- Exercise directions: Please rewrite the lines of the material below as a numbered list, starting at the line holding "For each instance of the bird's red" and running through the final line, inclusive, with blank lines left out.

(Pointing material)

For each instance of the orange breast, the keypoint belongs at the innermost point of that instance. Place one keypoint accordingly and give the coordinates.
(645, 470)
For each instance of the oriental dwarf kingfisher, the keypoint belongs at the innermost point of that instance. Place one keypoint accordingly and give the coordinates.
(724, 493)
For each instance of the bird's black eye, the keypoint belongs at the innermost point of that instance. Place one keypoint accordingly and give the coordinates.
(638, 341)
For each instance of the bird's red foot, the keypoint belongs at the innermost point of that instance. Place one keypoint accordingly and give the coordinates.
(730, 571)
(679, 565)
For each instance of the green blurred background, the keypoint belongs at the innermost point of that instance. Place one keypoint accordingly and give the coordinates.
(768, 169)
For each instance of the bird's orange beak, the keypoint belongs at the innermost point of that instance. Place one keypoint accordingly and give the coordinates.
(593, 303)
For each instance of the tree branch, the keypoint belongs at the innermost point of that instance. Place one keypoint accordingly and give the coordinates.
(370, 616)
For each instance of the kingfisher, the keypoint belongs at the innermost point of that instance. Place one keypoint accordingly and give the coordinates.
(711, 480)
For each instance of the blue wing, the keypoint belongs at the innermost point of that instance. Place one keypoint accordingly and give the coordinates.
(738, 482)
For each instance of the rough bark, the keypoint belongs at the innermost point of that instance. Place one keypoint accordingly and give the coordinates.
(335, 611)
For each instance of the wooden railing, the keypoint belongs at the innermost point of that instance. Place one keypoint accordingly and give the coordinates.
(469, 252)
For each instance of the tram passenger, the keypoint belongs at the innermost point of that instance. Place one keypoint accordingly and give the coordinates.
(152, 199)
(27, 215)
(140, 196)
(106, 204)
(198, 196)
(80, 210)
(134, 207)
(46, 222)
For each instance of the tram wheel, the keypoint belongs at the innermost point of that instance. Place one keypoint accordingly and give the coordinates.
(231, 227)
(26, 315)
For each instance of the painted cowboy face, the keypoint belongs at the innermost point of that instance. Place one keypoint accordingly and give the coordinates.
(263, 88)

- Full solution:
1. For each instance of the bird's red foot, the keypoint belongs at the innermost point of that instance. Place one keypoint accordingly and give the coordinates.
2. (730, 571)
3. (679, 565)
4. For each instance of the green blurred background, the keypoint belongs at the innermost point of that instance. Place one keypoint accordingly and give the coordinates.
5. (768, 169)
6. For each instance of the bird's orange beak, the keypoint belongs at the innermost point of that instance. Place one keypoint accordingly and give the coordinates.
7. (593, 303)
8. For each instance of the tree branch, the keypoint belongs at the innermost point of that instance. Place one keypoint accordingly and give the coordinates.
9. (370, 616)
10. For each instance of the kingfisher, the keypoint belongs at the innermost point of that instance. Place one keypoint accordingly and give the coordinates.
11. (711, 480)
12. For each instance of the blue wing, the keypoint belongs at the innermost point of that instance. Place one keypoint accordingly and give the coordinates.
13. (738, 482)
14. For each instance of the rough bark, the keypoint belongs at the innermost point of that instance. Place one keypoint accordingly and give the coordinates.
15. (335, 611)
16. For each instance of the wooden railing, the keypoint belongs at the innermost point of that instance. Place one keypoint accordingly and give the coordinates.
17. (469, 252)
18. For each instance of the tram passenger, the keypoint belongs at the innermost point of that instance. Place one keypoint accordingly and give the coordinates.
19. (152, 199)
20. (27, 215)
21. (140, 196)
22. (106, 204)
23. (198, 196)
24. (80, 210)
25. (134, 207)
26. (46, 222)
27. For each instance of the tram wheel, the keypoint belongs at the innermost point of that instance. Place one keypoint accordingly and give the coordinates.
28. (231, 227)
29. (26, 315)
30. For each instance of the painted cowboy face, the keypoint belongs at the innermost point of that instance. Place one keypoint accordingly and give the coordinates.
31. (263, 88)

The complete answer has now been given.